§ Instruction
Swap "marker" for "dot" in the lines from the one containing "[point] every instance of the bare" through the end of the listing, both ends included, and write out only those lines with nothing else changed.

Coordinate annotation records
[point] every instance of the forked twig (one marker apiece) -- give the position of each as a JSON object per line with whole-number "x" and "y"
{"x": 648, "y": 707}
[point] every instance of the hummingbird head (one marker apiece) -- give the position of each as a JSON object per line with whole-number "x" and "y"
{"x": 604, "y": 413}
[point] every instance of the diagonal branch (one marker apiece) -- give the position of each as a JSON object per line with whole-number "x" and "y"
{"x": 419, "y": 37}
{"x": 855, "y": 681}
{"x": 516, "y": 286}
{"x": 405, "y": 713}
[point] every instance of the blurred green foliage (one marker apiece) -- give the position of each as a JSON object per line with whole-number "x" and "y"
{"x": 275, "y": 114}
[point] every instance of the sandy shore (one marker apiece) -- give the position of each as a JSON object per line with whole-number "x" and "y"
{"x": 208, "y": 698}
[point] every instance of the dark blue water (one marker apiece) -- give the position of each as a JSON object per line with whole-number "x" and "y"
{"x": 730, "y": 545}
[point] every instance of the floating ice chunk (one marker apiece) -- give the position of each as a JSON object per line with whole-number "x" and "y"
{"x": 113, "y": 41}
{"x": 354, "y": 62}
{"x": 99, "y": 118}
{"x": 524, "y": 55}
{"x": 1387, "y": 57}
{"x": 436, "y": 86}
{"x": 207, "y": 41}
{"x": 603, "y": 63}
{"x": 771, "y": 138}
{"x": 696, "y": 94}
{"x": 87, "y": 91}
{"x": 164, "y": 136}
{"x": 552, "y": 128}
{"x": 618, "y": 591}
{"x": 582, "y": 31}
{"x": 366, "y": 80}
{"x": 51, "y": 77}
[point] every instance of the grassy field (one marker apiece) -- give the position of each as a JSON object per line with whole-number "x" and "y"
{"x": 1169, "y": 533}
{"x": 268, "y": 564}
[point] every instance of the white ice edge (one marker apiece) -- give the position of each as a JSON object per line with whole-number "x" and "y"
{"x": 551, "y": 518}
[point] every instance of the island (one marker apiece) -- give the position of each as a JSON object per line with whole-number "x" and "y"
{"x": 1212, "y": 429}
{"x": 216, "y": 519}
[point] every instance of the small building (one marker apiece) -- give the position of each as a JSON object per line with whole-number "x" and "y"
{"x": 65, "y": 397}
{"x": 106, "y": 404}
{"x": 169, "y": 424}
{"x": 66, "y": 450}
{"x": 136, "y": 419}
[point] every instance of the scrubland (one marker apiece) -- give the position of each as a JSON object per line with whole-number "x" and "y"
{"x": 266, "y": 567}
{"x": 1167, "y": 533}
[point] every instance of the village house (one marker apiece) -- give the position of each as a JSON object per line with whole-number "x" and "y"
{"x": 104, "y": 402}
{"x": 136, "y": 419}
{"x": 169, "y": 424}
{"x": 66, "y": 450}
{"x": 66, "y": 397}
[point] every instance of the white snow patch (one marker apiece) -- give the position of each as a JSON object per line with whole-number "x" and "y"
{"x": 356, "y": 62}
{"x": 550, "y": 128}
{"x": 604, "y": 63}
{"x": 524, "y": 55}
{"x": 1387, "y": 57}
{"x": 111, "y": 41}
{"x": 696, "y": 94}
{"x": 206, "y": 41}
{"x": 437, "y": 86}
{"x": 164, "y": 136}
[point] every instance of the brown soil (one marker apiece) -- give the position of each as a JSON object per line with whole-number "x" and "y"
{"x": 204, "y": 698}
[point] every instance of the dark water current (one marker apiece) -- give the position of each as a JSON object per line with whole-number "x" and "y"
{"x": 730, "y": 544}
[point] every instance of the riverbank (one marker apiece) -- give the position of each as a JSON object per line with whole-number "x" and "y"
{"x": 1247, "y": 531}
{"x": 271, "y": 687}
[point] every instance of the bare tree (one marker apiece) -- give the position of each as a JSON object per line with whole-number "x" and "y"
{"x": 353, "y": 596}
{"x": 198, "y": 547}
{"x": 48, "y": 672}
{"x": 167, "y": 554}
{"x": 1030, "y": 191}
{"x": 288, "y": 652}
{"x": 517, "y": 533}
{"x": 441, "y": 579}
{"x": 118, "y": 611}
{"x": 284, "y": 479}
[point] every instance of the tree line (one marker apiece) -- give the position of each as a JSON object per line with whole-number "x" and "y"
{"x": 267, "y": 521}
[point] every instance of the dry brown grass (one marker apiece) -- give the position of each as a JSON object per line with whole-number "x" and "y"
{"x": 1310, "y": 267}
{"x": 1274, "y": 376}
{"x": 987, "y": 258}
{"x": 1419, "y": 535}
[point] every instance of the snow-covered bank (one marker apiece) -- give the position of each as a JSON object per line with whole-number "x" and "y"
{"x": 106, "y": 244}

§ Exercise solution
[point] every instance of the bare tree (one dot apiece) -- give the position of each as a JSON object per line with whole-number "x" and "y"
{"x": 353, "y": 596}
{"x": 198, "y": 547}
{"x": 48, "y": 672}
{"x": 167, "y": 554}
{"x": 1030, "y": 191}
{"x": 288, "y": 652}
{"x": 517, "y": 533}
{"x": 441, "y": 579}
{"x": 118, "y": 611}
{"x": 284, "y": 479}
[point] every instance of the tree line (one dot apiece) -- give the position of each as a JSON object per line with whole-number "x" and "y"
{"x": 267, "y": 521}
[point] every instance of the dry brown grass (one dot apiece) -- give the position of each as a JSON object per line with whole-number "x" and "y"
{"x": 1310, "y": 267}
{"x": 1274, "y": 376}
{"x": 987, "y": 258}
{"x": 1419, "y": 535}
[point] every instance of the snow-covered bank (one dot apiece) -- give the position of each as a JSON object per line with whole-number "x" and "y"
{"x": 106, "y": 244}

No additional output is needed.